* **What needs to be done**: Copy the listing below, switching every "labeling pipeline" to "annotation pipeline" and keeping everything else identical.

--- START OF Records for this exercise ---

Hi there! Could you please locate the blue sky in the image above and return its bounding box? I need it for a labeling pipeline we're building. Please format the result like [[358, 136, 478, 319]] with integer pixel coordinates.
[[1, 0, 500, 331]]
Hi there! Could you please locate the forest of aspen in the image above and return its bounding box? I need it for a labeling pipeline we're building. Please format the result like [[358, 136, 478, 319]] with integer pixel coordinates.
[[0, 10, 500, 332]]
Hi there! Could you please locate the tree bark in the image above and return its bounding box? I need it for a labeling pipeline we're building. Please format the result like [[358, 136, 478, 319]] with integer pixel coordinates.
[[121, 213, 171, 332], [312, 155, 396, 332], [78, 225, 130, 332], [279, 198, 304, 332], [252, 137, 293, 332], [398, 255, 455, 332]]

--- END OF Records for this exercise ---

* **Solution to the problem**:
Hi there! Could you please locate the blue sky in the image above and return its bounding box? I need it for a annotation pipeline we're building. Please format the result like [[358, 136, 478, 319]] with integer pixel coordinates.
[[1, 0, 500, 331]]
Hi there! Could you please locate the forest of aspen in the image above and return its bounding box? I need it for a annotation pipeline we're building. Please format the result like [[358, 136, 478, 319]] with integer pixel coordinates.
[[0, 10, 500, 332]]
Hi there! Could you please locate the tree bark in the image above and return its bounding box? I need it for a annotation pipeline we're building. Please format the result like [[358, 136, 478, 319]] with integer pixel coordinates.
[[121, 213, 171, 332], [312, 155, 396, 332], [78, 225, 130, 332], [279, 198, 304, 332], [252, 137, 293, 332], [398, 255, 455, 332]]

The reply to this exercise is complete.